Work to do: Format the lines of the records below as a JSON list of strings, one string per line, with blank lines left out.

Point placement records:
○ ○ ○

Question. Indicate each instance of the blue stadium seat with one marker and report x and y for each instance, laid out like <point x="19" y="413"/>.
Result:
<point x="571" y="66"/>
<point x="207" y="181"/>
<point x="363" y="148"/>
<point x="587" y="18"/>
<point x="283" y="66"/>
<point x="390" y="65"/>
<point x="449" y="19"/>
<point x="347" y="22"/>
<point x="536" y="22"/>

○ ○ ○

Complete output:
[
  "Question. Indicate each instance of the blue stadium seat with one marker and report x and y for each instance, laid out like <point x=\"19\" y=\"413\"/>.",
  "Result:",
  "<point x=\"571\" y=\"66\"/>",
  "<point x=\"207\" y=\"181\"/>",
  "<point x=\"363\" y=\"148\"/>",
  "<point x=\"587\" y=\"18\"/>",
  "<point x=\"283\" y=\"66\"/>",
  "<point x=\"390\" y=\"65\"/>",
  "<point x=\"449\" y=\"19\"/>",
  "<point x=\"347\" y=\"22\"/>",
  "<point x=\"536\" y=\"22\"/>"
]